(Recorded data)
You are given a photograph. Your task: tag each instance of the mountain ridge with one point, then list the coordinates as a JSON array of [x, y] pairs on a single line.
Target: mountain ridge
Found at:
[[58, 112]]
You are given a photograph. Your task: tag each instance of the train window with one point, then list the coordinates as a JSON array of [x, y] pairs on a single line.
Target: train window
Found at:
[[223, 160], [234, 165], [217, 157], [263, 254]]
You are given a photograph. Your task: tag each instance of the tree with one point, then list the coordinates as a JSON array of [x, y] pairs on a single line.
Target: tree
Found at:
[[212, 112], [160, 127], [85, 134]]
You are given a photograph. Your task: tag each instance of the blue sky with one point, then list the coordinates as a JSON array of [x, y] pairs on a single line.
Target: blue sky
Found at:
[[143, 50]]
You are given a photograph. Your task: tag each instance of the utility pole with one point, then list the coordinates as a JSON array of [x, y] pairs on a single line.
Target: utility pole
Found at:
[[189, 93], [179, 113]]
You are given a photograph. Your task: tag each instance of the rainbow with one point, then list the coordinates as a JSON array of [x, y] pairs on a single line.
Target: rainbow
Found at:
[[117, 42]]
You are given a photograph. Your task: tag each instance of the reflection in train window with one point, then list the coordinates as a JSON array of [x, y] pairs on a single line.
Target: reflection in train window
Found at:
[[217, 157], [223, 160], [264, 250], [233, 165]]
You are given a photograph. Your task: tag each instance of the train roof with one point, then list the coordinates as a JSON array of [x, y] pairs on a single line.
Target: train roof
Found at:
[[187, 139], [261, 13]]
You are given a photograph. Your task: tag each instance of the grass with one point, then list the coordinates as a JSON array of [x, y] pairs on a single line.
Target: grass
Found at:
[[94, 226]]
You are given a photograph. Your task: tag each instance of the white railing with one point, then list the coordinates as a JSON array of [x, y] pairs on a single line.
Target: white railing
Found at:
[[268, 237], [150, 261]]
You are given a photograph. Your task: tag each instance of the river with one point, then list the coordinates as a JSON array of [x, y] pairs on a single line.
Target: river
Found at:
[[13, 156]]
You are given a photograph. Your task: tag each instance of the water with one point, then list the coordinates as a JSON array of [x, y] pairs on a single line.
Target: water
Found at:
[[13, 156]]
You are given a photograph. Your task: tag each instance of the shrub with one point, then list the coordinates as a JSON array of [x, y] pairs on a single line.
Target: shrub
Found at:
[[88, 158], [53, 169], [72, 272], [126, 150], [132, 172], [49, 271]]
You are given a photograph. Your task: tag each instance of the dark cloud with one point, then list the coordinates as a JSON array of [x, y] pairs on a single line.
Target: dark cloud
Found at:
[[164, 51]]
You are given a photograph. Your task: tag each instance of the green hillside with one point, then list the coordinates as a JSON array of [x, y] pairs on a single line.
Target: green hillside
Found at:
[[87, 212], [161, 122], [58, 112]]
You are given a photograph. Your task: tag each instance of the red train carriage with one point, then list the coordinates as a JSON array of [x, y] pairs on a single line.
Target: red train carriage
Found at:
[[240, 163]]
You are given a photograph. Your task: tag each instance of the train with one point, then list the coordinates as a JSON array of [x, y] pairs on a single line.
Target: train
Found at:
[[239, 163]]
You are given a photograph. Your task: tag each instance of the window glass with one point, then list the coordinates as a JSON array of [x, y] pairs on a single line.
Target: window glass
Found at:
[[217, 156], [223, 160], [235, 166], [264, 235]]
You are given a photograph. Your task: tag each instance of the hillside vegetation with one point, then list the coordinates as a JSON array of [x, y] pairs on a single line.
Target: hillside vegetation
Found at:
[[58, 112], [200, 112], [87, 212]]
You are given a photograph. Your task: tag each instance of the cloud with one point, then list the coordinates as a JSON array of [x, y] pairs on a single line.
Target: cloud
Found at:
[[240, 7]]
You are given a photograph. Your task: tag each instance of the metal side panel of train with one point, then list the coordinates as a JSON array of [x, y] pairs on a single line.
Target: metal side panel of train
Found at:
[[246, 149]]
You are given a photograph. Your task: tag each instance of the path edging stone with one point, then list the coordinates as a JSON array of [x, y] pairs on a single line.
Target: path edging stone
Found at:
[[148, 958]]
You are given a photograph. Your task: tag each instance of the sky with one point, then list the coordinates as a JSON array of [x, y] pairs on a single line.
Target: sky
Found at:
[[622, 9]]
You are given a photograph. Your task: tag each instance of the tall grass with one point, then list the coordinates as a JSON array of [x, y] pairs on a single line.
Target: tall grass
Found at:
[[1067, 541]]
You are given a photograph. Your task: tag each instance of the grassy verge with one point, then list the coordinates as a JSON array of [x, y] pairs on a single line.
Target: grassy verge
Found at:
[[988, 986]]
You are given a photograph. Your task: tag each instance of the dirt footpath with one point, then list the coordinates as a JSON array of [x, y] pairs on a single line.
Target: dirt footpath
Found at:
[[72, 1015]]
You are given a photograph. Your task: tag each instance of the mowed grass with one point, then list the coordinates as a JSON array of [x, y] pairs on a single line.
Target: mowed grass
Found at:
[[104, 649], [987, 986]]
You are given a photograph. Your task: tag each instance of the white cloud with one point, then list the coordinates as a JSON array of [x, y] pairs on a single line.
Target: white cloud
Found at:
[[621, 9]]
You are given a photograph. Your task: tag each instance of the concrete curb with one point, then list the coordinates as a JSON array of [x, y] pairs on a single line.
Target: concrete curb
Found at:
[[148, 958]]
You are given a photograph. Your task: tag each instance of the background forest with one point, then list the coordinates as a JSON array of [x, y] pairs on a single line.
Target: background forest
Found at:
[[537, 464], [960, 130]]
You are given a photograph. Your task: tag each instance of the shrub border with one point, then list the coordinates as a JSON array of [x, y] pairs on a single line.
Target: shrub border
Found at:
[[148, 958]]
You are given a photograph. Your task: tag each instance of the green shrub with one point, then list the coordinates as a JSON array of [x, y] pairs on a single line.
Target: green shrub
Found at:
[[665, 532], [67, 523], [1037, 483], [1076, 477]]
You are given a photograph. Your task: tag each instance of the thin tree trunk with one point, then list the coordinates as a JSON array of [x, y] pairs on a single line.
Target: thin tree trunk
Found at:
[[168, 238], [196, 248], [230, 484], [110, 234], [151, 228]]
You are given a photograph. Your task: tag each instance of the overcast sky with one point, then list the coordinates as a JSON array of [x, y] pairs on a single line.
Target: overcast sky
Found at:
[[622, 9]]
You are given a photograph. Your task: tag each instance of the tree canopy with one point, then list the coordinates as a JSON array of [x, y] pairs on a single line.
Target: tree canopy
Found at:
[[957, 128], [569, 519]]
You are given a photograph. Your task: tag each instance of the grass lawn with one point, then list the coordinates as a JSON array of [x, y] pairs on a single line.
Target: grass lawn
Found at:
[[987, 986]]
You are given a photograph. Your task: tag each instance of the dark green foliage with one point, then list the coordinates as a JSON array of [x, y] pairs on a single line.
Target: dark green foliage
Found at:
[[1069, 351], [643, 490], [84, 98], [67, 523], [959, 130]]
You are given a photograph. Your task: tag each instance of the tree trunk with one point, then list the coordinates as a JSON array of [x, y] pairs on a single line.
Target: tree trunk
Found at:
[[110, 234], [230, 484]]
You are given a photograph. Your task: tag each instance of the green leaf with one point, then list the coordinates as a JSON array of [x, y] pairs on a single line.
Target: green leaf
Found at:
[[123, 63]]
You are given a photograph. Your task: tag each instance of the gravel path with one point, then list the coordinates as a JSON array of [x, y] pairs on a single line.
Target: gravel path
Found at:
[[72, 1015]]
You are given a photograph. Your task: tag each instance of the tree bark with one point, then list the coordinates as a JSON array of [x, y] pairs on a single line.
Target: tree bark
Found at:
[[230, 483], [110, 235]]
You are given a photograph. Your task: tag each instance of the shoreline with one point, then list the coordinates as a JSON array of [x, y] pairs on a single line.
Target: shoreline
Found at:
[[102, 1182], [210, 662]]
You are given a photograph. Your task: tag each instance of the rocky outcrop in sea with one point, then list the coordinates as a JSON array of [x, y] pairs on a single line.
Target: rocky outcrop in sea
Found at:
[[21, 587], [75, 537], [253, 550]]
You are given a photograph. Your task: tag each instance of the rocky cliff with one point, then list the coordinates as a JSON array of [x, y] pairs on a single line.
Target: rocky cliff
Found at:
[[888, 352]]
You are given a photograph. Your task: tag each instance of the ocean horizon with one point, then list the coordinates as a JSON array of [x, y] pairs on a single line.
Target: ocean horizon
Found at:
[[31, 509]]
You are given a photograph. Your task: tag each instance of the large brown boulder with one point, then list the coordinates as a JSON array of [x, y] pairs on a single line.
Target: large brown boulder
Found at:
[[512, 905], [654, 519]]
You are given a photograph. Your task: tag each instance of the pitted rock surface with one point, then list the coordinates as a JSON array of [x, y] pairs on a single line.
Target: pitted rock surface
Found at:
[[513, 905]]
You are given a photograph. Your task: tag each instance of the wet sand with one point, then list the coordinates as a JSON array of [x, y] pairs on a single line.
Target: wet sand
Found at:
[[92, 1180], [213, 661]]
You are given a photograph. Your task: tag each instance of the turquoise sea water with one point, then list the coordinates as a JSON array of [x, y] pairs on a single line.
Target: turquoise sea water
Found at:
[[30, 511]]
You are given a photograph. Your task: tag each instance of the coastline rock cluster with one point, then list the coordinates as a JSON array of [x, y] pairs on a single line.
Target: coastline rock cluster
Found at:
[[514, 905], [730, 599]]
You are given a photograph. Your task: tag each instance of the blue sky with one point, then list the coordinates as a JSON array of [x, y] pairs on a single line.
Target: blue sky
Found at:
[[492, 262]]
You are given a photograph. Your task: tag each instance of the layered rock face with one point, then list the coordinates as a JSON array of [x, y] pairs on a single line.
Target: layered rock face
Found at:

**What you need to do**
Above are some records. Copy each of their lines that holds the string "bark".

**Exercise result**
You are given a photograph. Your task: tag each instance of the tree bark with one point, then list the coordinates as a JSON array of [x, y] pairs on a single line.
Target: tree bark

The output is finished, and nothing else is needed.